[Koha-devel] MySQL silently truncating strings due to 3 byte limit in 'utf8' charset

Barton Chittenden barton at bywatersolutions.com
Fri Mar 24 14:05:28 CET 2017


Excellent catch, David!

Please file a bug for that, if you haven't already, the use of MARC 880 for
CJK languages is quite common in US libraries.

Does Zebra handle 4 byte characters correctly?

--Barton

On Fri, Mar 24, 2017 at 2:08 AM, David Cook <dcook at prosentient.com.au>
wrote:

> Hi all,
>
>
>
> I ran into a problem this afternoon where MySQL was silently truncating my
> UTF8 encoded string in biblio_metadata.metadata and biblio.notes.
> Admittedly, the string had some funny looking data*, but it was all valid
> UTF8. I had zero problems with XML::LibXML or MARC::Record. However,
> whenever I would use DBI or the mysql command line client, I’d get a
> truncated string**. This meant a completely invalid XML record which is
> irretrievable from the database using Koha’s XML handling methods.
>
>
>
> However, I eventually found https://bugs.mysql.com/bug.php?id=53005 where
> they state that the MySQL ‘utf8’ charset has a 3 byte limit (
> https://dev.mysql.com/doc/refman/5.7/en/charset-unicode-utf8.html). That
> tends to be fine in most cases, but 𝔤 is 4 bytes (f0 9d 94 a4
> http://dev.networkerror.org/utf8/?start=120100&end=120200&
> cols=4&show_uni_int=on&show_uni_hex=on&show_html_ent=on&
> show_raw_hex=on&show_raw_bin=on). It was on this character that the
> truncation happened. Apparently, there is a 4 byte UTF-8 charset called
> utf8mb4: https://dev.mysql.com/doc/refman/5.7/en/charset-unicode-
> utf8mb4.html. If you “SET NAMES = ‘utf8mb4’” for your client and set the
> charset for your database column, that will allow you to correctly insert
> the data.
>
>
>
> So the truncation doesn’t generate an error but it does generate a
> warning, which is much more obvious in the mysql CLI client than when using
> DBI:
>
> MariaDB [devkohadcook]> update biblio set abstract = 'We introduce a new
> perspective and a generalization of spectral networks for 4d N=2"
> style="position: relative;" tabindex="0" id="MathJax-Element-1-Frame"
> class="MathJax">=2 theories of class S" style="position: relative;"
> tabindex="0" id="MathJax-Element-2-Frame" class="MathJax"> associated
> to Lie algebras g=An" style="position: relative;" tabindex="0"
> id="MathJax-Element-3-Frame" class="MathJax">𝔤=An, Dn"
> style="position: relative;" tabindex="0" id="MathJax-Element-4-Frame"
> class="MathJax">Dn, E6" style="position: relative;" tabindex="0"

Recorded data -
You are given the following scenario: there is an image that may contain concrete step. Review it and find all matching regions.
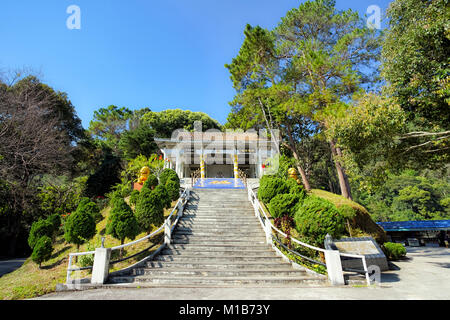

Required actions -
1 - In the mailing list post about MySQL silently truncating strings, what is the name of the 4 byte UTF-8 charset?
2 - Repeat the stretch of the MySQL truncation post from "Barton Chittenden barton" through "in US libraries.".
3 - Pick up the MySQL truncation post from the point where it stops and keep it going.

Answers by task -
1 - utf8mb4

2 -
Barton Chittenden barton at bywatersolutions.com
Fri Mar 24 14:05:28 CET 2017


Excellent catch, David!

Please file a bug for that, if you haven't already, the use of MARC 880 for
CJK languages is quite common in US libraries.

3 -
> id="MathJax-Element-5-Frame" class="MathJax">E6, and E7"
> style="position: relative;" tabindex="0" id="MathJax-Element-6-Frame"
> class="MathJax">E7. Spectral networks directly compute the BPS spectra
> of 2d theories on surface defects coupled to the 4d theories. A Lie
> algebraic interpretation of these spectra emerges naturally from our
> construction, leading to a new description of 2d-4d wall-crossing
> phenomena. Our construction also provides an efficient framework for the
> study of BPS spectra of the 4d theories. In addition, we consider novel
> types of surface defects associated with minuscule representations of g"
> style="position: relative;" tabindex="0" id="MathJax-Element-7-Frame"
> class="MathJax">𝔤.' where biblionumber = 50314;
>
> Query OK, 0 rows affected, 1 warning (0.00 sec)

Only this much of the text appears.